▸ GIVEN TASK A: Reproduce the forum thread excerpt on sharing pretrained language models below in full, word for word.

▸ EXCERPT:
What is the best way of sharing the model and stuff if I get the green light? I can put them on github, but is there some other model zoo or something where the different models are more easily accessible?

Antti_Karlsson · July 16, 2019, 1:29pm

In case anyone is interested, here is a link to a finnish model trained on wikipedia with n-waves, got a validation perplexity of about 23.8:

A notebook to make a classifier is also included! Maybe that could be helpful for others too, who would like to use the pretrained models for experiments. At least the config n_hid=1150 thing caused me to lose a few hairs…

jamespaul · October 23, 2019, 10:49pm

First of all thanks for making the Dutch language model available! It helps greatly. I was searching to find a Dutch dataset that could be used for bench marking but couldn’t find any. For German I came across http://www.spinningbytes.com/resources/. Was wondering if you know of any Dutch datasets?

benjaminvdb · October 24, 2019, 7:34am

Hi James! I’m glad to hear the Dutch language model was of use to you.

Do you mean with benchmarking the performance of the language model on downstream tasks e.g. a classification? I’ve created a dataset for this purpose, the 110k Dutch Book Review Dataset (110kDBRD). You should be able to get around 94% accuracy on the out-of-the-box dataset.

jamespaul · October 25, 2019, 8:19pm

Thanks Benjamin for creating the Book review dataset and sharing it, great work! Actually I was looking for a public dataset that is used in an academic paper. Anyways, it doesn’t matter much. I used the Dutch language model, and I tried on a classification task - with around 600 samples per category I am getting close to 90% accuracy

tmjiang · October 30, 2019, 12:41am

Hi,

I’m trying to put some clues together here and will be really grateful to have your advices.

I’m recently re-investigating WeightDropout for the two-parameter-related issues and the usage of initializing the dropped weight with the identity function of F.dropout(training=False). The latter one has been asked in a dangling thread (Using F.dropout to copy parameters), and I figure that may be for QRNN’s discussion here and then the revisions of https://github.com/n-waves/fastai/commit/d60adca369f6e548a494109a849ea5ebb1061a61 and https://github.com/fastai/fastai/commit/b842586e9b080ed83afb251d4236ec6843d823de.

▸ GIVEN TASK B: In the listing below, restate the stretch from the line containing "Is there any cracked" through the line containing "[391,411,574,549]", both ends included and requests kept. Scale every bounding-box coordinate in the answers by 1.1, rounding to whole numbers with halves rounded up, and give only those lines.

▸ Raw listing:

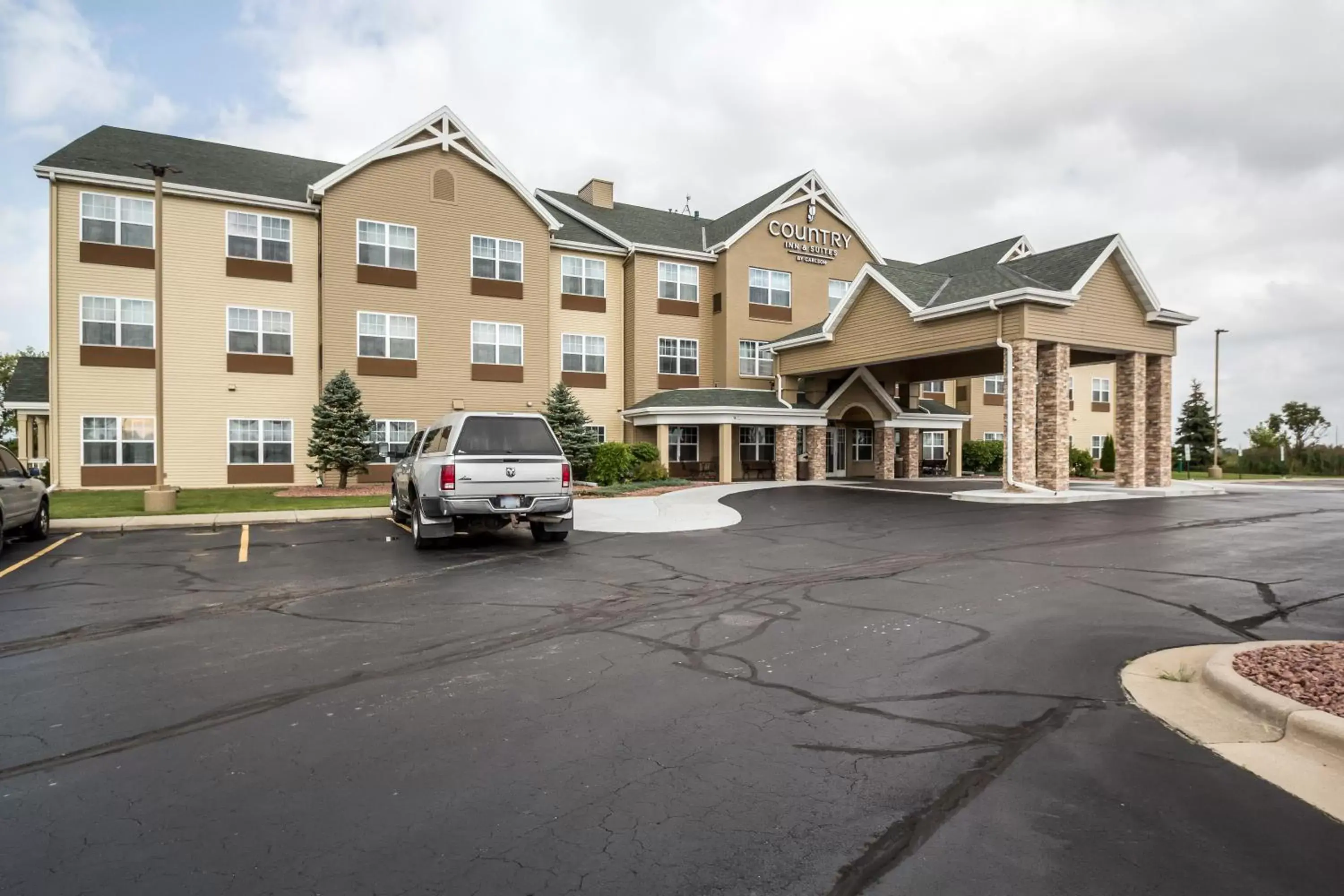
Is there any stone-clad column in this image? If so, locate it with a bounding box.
[774,426,798,482]
[808,426,827,481]
[1008,339,1036,485]
[1038,343,1068,491]
[1116,353,1148,489]
[900,430,923,479]
[1144,355,1172,487]
[874,426,896,479]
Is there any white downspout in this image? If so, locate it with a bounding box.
[989,298,1021,489]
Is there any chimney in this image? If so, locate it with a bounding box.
[579,177,616,208]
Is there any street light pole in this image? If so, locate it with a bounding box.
[136,161,181,513]
[1208,328,1227,479]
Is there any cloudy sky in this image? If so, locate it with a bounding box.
[0,0,1344,445]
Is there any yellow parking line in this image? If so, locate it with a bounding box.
[0,532,83,579]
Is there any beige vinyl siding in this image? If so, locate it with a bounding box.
[1027,258,1176,355]
[54,184,317,487]
[323,146,559,425]
[777,284,1021,374]
[718,204,880,388]
[550,249,625,441]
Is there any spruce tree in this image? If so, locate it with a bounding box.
[542,383,597,471]
[308,371,375,487]
[1176,380,1223,466]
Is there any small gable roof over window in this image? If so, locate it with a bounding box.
[308,106,560,231]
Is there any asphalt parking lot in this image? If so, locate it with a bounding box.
[0,487,1344,896]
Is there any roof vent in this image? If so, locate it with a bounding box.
[579,177,616,208]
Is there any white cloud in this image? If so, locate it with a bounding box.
[0,0,133,121]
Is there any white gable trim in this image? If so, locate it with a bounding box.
[710,171,883,258]
[308,106,560,230]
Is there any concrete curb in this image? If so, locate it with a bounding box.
[51,506,391,533]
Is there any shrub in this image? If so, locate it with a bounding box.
[1068,448,1095,478]
[961,439,1004,473]
[589,442,634,485]
[632,461,668,482]
[630,442,659,463]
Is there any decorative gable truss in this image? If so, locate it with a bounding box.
[706,171,882,259]
[308,106,560,231]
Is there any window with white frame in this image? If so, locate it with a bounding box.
[738,339,774,376]
[227,308,294,355]
[853,429,872,461]
[659,336,700,376]
[659,262,700,302]
[472,321,523,367]
[79,194,155,249]
[923,431,948,461]
[228,418,294,463]
[560,333,606,374]
[747,267,793,308]
[827,280,851,312]
[355,219,415,270]
[668,426,700,462]
[359,312,415,360]
[79,296,155,348]
[79,417,155,466]
[560,255,606,296]
[738,426,774,461]
[472,237,523,281]
[224,211,290,265]
[370,421,415,463]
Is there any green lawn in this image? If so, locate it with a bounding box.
[51,486,387,520]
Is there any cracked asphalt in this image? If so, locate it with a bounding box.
[0,487,1344,896]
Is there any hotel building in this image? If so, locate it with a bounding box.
[32,108,1193,487]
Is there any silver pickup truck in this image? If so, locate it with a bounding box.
[391,411,574,549]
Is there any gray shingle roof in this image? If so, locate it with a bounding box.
[542,190,712,251]
[628,388,789,411]
[38,125,341,202]
[4,358,51,402]
[704,173,805,246]
[546,203,620,249]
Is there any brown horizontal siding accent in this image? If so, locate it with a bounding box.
[79,463,155,487]
[355,463,396,482]
[560,371,606,388]
[472,277,523,298]
[79,242,155,269]
[472,364,523,383]
[659,298,700,317]
[560,293,606,314]
[79,345,155,371]
[355,265,415,289]
[355,356,417,376]
[224,352,294,375]
[228,463,294,485]
[747,302,793,321]
[659,374,700,388]
[224,255,294,284]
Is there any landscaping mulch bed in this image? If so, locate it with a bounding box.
[1232,641,1344,716]
[276,482,390,498]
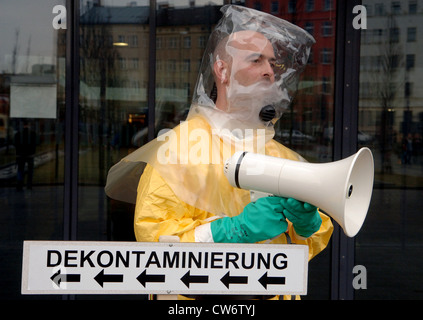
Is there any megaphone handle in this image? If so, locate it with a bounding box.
[250,190,273,202]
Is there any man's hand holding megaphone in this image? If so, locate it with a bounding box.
[280,198,322,238]
[210,197,322,243]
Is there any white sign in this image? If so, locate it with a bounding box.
[22,241,308,295]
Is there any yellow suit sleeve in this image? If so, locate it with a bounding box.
[134,165,217,242]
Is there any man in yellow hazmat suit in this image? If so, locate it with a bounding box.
[106,6,333,300]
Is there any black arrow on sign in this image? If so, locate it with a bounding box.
[259,272,285,289]
[137,270,165,288]
[94,269,123,287]
[181,270,209,288]
[220,271,248,289]
[50,269,81,287]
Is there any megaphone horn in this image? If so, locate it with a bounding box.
[224,148,374,237]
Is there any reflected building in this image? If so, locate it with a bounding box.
[359,0,423,173]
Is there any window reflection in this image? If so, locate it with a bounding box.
[0,0,66,299]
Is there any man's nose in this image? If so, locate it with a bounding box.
[263,61,275,82]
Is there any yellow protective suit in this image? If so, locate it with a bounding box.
[134,115,333,259]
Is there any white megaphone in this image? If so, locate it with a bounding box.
[224,148,374,237]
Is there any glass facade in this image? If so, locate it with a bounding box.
[356,0,423,299]
[0,0,423,299]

▸ FULL ANSWER A:
What is the best way of sharing the model and stuff if I get the green light? I can put them on github, but is there some other model zoo or something where the different models are more easily accessible?

Antti_Karlsson · July 16, 2019, 1:29pm

In case anyone is interested, here is a link to a finnish model trained on wikipedia with n-waves, got a validation perplexity of about 23.8:

A notebook to make a classifier is also included! Maybe that could be helpful for others too, who would like to use the pretrained models for experiments. At least the config n_hid=1150 thing caused me to lose a few hairs…

jamespaul · October 23, 2019, 10:49pm

First of all thanks for making the Dutch language model available! It helps greatly. I was searching to find a Dutch dataset that could be used for bench marking but couldn’t find any. For German I came across http://www.spinningbytes.com/resources/. Was wondering if you know of any Dutch datasets?

benjaminvdb · October 24, 2019, 7:34am

Hi James! I’m glad to hear the Dutch language model was of use to you.

Do you mean with benchmarking the performance of the language model on downstream tasks e.g. a classification? I’ve created a dataset for this purpose, the 110k Dutch Book Review Dataset (110kDBRD). You should be able to get around 94% accuracy on the out-of-the-box dataset.

jamespaul · October 25, 2019, 8:19pm

Thanks Benjamin for creating the Book review dataset and sharing it, great work! Actually I was looking for a public dataset that is used in an academic paper. Anyways, it doesn’t matter much. I used the Dutch language model, and I tried on a classification task - with around 600 samples per category I am getting close to 90% accuracy

tmjiang · October 30, 2019, 12:41am

Hi,

I’m trying to put some clues together here and will be really grateful to have your advices.

I’m recently re-investigating WeightDropout for the two-parameter-related issues and the usage of initializing the dropped weight with the identity function of F.dropout(training=False). The latter one has been asked in a dangling thread (Using F.dropout to copy parameters), and I figure that may be for QRNN’s discussion here and then the revisions of https://github.com/n-waves/fastai/commit/d60adca369f6e548a494109a849ea5ebb1061a61 and https://github.com/fastai/fastai/commit/b842586e9b080ed83afb251d4236ec6843d823de.

▸ FULL ANSWER B:
Is there any cracked asphalt in this image? If so, locate it with a bounding box.
[0,536,1478,986]
Is there any hotel building in this image? If so, locate it with a bounding box.
[35,119,1312,536]
Is there any silver pickup truck in this image? If so, locate it with a bounding box.
[430,452,631,604]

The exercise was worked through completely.